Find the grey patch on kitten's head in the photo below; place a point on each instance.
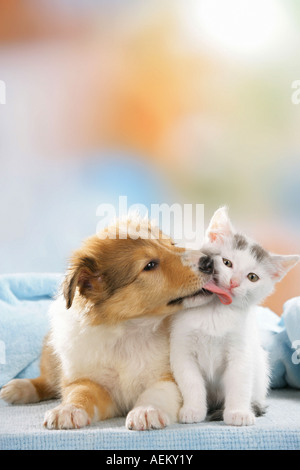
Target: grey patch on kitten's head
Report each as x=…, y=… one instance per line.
x=239, y=242
x=259, y=252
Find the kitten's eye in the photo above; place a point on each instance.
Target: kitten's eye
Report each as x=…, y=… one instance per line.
x=227, y=262
x=253, y=277
x=151, y=265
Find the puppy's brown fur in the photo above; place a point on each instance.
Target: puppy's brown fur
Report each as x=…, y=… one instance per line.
x=108, y=290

▶ _What to produce_
Could you set down every entry above exactly as it stands, with no images?

▶ _Answer for this exercise_
Find the grey patch on kitten's head in the photo below; place a point on each instance.
Target: grey patch on kitten's head
Report each as x=…, y=… one instance per line.
x=239, y=242
x=259, y=252
Find the kitten's eye in the photo above; place a point on each instance.
Target: kitten's eye
Report each as x=…, y=… one instance per line.
x=227, y=262
x=253, y=277
x=151, y=265
Find the puppy's brown fur in the photo above; place a point on each instance.
Target: puppy's brown fur
Report each as x=…, y=… one instance per line.
x=108, y=290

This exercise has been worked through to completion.